* Brano fornito *
= = =

Art. 410 – Codice di procedura civile – Tentativo di conciliazione
Chi intende proporre in giudizio una domanda relativa ai rapporti previsti dall'articolo 409 può promuovere, anche tramite l'associazione sindacale alla quale aderisce o conferisce mandato, un previo tentativo di conciliazione presso la commissione di conciliazione individuata secondo i criteri di cui all'articolo 413.
La comunicazione della richiesta di espletamento del tentativo di conciliazione interrompe la prescrizione e sospende, per la durata del tentativo di conciliazione e per i venti giorni successivi alla sua conclusione, il decorso di ogni termine di decadenza.
Le commissioni di conciliazione sono istituite presso la Direzione provinciale del lavoro. La commissione è composta dal direttore dell'ufficio stesso o da un suo delegato o da un magistrato collocato a riposo, in qualità di presidente, da quattro rappresentanti effettivi e da quattro supplenti dei datori di lavoro e da quattro rappresentanti effettivi e da quattro supplenti dei lavoratori, designati dalle rispettive organizzazioni sindacali maggiormente rappresentative a livello territoriale.

= = =

* Informazioni fornite *
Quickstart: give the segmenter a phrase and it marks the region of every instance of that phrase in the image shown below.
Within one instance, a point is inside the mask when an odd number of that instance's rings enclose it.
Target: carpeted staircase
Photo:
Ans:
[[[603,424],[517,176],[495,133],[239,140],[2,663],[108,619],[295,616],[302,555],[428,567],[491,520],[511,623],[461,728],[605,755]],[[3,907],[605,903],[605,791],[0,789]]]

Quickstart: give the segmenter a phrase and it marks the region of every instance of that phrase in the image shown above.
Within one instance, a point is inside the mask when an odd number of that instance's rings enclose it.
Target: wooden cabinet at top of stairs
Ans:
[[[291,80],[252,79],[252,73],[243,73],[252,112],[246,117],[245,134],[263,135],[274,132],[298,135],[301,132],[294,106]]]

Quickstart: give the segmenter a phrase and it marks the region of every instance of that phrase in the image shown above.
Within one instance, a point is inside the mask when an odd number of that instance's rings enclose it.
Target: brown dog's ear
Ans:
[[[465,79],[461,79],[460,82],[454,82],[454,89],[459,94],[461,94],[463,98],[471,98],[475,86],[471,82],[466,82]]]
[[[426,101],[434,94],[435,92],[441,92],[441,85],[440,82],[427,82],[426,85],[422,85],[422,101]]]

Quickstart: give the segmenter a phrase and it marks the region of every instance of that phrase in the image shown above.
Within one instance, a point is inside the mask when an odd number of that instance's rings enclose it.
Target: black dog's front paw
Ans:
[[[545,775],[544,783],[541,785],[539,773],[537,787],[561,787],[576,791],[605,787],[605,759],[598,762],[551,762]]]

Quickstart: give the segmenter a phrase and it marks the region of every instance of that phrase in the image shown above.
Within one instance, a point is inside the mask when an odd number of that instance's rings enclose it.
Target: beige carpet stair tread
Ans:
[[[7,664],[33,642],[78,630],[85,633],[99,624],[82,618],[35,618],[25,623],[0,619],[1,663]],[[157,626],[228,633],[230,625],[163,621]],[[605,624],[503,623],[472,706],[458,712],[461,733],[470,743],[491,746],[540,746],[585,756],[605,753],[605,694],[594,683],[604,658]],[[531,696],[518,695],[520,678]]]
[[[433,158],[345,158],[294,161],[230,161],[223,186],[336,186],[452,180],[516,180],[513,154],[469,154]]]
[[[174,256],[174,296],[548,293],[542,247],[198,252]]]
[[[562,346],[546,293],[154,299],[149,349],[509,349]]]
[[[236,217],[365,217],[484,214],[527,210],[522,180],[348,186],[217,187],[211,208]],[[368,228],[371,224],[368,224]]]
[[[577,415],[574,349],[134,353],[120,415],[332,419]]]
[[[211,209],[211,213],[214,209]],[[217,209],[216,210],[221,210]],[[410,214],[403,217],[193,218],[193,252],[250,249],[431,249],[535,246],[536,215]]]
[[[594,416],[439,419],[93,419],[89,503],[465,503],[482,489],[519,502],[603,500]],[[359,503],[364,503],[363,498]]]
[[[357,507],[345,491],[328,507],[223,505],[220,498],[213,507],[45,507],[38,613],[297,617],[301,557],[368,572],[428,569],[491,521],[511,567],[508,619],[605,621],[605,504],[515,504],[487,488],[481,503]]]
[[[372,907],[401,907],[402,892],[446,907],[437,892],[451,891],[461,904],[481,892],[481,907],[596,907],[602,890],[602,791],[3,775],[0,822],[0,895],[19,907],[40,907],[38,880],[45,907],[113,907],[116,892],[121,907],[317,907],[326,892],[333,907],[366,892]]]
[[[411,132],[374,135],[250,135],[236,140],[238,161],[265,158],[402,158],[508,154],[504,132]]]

= = =

* Descrizione del compito *
Secondo il brano sul tentativo di conciliazione, presso quale ufficio sono istituite le commissioni di conciliazione?

* Risultato del compito *
Presso la Direzione provinciale del lavoro.